Set down all of the data exactly. Pictures stay out of the copy.

- Excerpted records
# # # # # # #
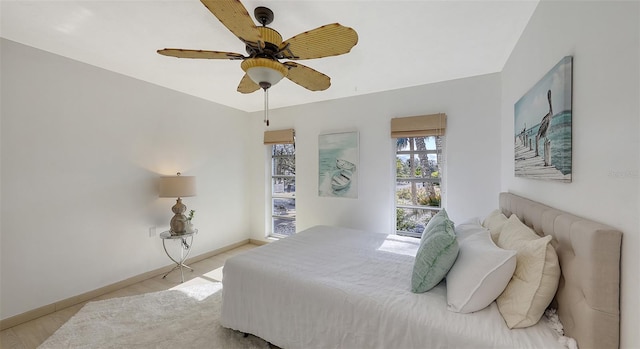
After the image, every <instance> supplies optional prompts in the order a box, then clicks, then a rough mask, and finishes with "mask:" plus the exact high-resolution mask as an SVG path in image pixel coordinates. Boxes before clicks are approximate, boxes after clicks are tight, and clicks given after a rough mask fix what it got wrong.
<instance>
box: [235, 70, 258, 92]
mask: <svg viewBox="0 0 640 349" xmlns="http://www.w3.org/2000/svg"><path fill="white" fill-rule="evenodd" d="M259 89H260V86H258V84H256V83H255V82H253V80H251V78H250V77H249V75H247V74H244V76H243V77H242V80H240V84H239V85H238V92H240V93H251V92H256V91H258V90H259Z"/></svg>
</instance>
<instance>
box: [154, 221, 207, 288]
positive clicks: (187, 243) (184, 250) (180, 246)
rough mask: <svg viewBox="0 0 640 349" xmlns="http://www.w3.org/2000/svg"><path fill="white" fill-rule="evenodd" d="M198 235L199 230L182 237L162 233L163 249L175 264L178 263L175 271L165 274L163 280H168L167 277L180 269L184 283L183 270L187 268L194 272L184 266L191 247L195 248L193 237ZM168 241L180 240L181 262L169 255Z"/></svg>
# # # # # # #
- Solved problem
After the image, every <instance> supplies optional prompts in the order a box, then clicks, then a rough mask, and finishes with "mask:" plus the exact high-resolution mask as an SVG path in image pixel coordinates. Boxes before clicks are approximate, boxes after clicks are tight, and clicks given after a rough mask fix what it got wrong.
<instance>
box: [235, 70, 258, 92]
mask: <svg viewBox="0 0 640 349" xmlns="http://www.w3.org/2000/svg"><path fill="white" fill-rule="evenodd" d="M259 89H260V86H258V84H256V83H255V82H253V80H251V78H250V77H249V75H247V74H244V76H243V77H242V80H240V84H239V85H238V92H240V93H251V92H256V91H258V90H259Z"/></svg>
</instance>
<instance>
box: [154, 221, 207, 288]
positive clicks: (187, 243) (184, 250) (180, 246)
rough mask: <svg viewBox="0 0 640 349" xmlns="http://www.w3.org/2000/svg"><path fill="white" fill-rule="evenodd" d="M198 235L199 230L182 237L162 233L163 249L175 264L178 263L175 271L165 274L163 280H168L167 277L180 269L184 283L183 270L187 268L194 272L184 266L191 247L195 248L193 237ZM168 241L180 240L181 262L169 255Z"/></svg>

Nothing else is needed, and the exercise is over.